Brief -
Copy the records below word for word, beginning with the line that contains "white bucket hat in the photo above." and continuing through the last line of the records.
## start
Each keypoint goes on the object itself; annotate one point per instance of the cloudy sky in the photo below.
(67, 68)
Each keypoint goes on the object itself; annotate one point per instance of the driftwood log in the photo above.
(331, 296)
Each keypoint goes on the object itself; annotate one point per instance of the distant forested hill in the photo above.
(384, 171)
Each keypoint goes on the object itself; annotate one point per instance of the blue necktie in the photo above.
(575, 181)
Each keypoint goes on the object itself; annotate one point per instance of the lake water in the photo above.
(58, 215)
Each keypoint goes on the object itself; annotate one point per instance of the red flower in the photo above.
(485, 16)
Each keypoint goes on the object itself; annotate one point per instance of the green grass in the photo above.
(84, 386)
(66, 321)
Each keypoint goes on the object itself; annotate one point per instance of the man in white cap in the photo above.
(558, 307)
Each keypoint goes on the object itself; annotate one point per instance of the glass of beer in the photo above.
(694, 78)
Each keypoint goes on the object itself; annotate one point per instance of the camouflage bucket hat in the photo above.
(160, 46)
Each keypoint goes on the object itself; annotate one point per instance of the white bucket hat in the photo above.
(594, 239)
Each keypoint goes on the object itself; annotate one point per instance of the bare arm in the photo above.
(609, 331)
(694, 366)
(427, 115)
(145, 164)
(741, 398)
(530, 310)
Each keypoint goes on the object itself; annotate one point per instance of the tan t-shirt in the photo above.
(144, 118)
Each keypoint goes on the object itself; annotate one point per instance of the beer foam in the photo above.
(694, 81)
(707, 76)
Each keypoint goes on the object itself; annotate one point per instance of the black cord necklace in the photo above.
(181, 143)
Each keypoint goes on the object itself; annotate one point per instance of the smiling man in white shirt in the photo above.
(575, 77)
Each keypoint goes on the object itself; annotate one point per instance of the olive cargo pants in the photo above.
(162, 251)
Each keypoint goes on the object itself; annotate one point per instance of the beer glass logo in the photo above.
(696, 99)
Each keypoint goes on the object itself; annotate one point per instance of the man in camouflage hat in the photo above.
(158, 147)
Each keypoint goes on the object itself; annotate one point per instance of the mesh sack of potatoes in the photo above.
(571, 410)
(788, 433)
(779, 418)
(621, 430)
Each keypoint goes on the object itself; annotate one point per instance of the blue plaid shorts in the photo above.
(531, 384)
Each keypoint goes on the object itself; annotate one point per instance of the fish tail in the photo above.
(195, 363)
## end
The completed task -
Each keypoint goes on the object itself; annotate one point per instance of the white bucket hat in the photo above.
(594, 239)
Each keypoint goes on the object itself; annotate one point per instance of the bare arm in the photo above.
(609, 331)
(694, 366)
(427, 115)
(145, 164)
(741, 398)
(530, 310)
Each keypoint goes on the object itself; annotate one point per instance of the tan t-shirt in the photo above.
(144, 118)
Each keypoint goes on the object itself; annotate one point per instance of the beer foam in the photo above.
(694, 81)
(707, 76)
Each keypoint goes on the object itself; annotate one point per instance of the black cord necklace in the photo above.
(181, 143)
Each keypoint goes on the object itself; annotate one point per instance of the smiling man in white shirt in the photo above.
(575, 77)
Each keypoint goes on the object itself; annotate one point per instance of the olive cargo pants in the photo above.
(162, 251)
Each keypoint goes on the object itself; annotate one point per instance of the beer glass logo in the photo above.
(696, 99)
Each keypoint goes on the object itself; annotate one point per instance of the man in camouflage hat in the photo above.
(158, 147)
Each keypoint goes on the object itself; annotate one point per instance of the mesh sack of potatoes in the photo above.
(571, 410)
(788, 433)
(779, 418)
(621, 430)
Each keypoint goes on the object itself; annotate one point per instance of the blue plaid shorts in the photo above.
(531, 384)
Each keypoint goes on the object itself; annotate one point per instance of the fish tail in the photo above.
(195, 363)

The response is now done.